- **Selected extract**

It should be noted that the latest release of SUDAAN offers many more analytical options than previous versions, so there is less of an incentive for using standard packages to analyze clustered data. On the other hand, SAS is adding limited ability to handle clustered data in its next release, so the debate is not over between these two packages.
Characteristics of the Data
Distributional assumptions are often violated in practice. Employment income, for instance, has a very peculiar distribution. Even after selecting out those not in the labour force and those outside the age range of employed persons, there are still problems with the distribution that make it difficult to work with in, for example, a linear regression.
Tricks like log transforming the data to make the distribution more symmetrical do not seem to work. The resulting distribution is still non-Normal. The distribution is, for the most part, truncated at zero, although there are a few percent with negative income. This was handled by taking the absolute value of income, with the reasoning being that it is only the truly well off who could afford to lose $50,000 in a single year.

- **Tasks to carry out**
a) Decide whether each statement agrees with the passage on income data analysis. Answer yes or no for each, and quote the deciding words. (i) Log transforming employment income produced a Normal distribution. (ii) A small share of the income values are negative. (iii) SAS's next release will add limited ability to handle clustered data.
b) In the passage on income data analysis, how were the negative income values dealt with?
c) Carry on the passage on income data analysis from the point where it stops.

- **Listed records**
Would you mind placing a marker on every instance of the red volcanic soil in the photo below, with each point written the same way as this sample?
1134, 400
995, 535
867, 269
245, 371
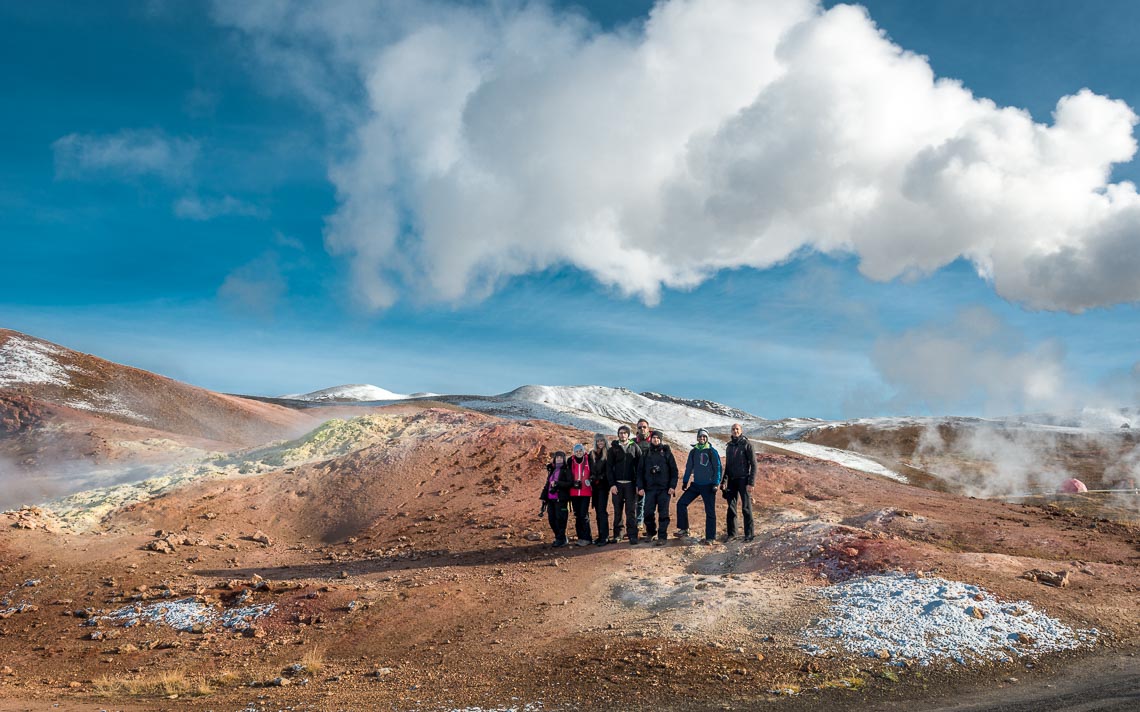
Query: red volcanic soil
416, 573
71, 420
141, 399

- **Answers by item number**
a)
(i) No: "The resulting distribution is still non-Normal."
(ii) Yes: "although there are a few percent with negative income."
(iii) Yes: "SAS is adding limited ability to handle clustered data in its next release."

b) They were handled by taking the absolute value of income.

c)
A special type of regression known as Tobit regression (named after its developer, Tobin) was used to handle the truncation at zero. This was very important when analyzing social support income, defined as the sum of Canada Pension and "income from other Government sources", because few people reported having any of this income in 1985. Tobit regression assumes the data are censored above or below certain values, in this case below zero. The technique is similar to survival analysis in that it uses a censoring value to stand in for an indeterminate quantity. In fact, it is run using one of the procedures in SAS designed for analysis of survival data.
The parameter estimates resulting from a Tobit regression are not interpretable in the same way as those from a linear regression. Techniques are available which decompose the parameter estimates into two parts: the effect on the probability of the income being above zero, and the effect on the mean income given that it is above zero. Such a decomposition was used to estimate the effect of specific medical conditions on social support income.
The linked sample contains about 44,000 people, or about 4% of the 1986 population, which is more than sufficient for running analyses. When finely subdivided, however, such as when studying individual occupational categories, the small number in each group may be insufficient. It can be difficult, in other words, to determine if working-age male farmers have more digestive disorders than those in other occupational groups.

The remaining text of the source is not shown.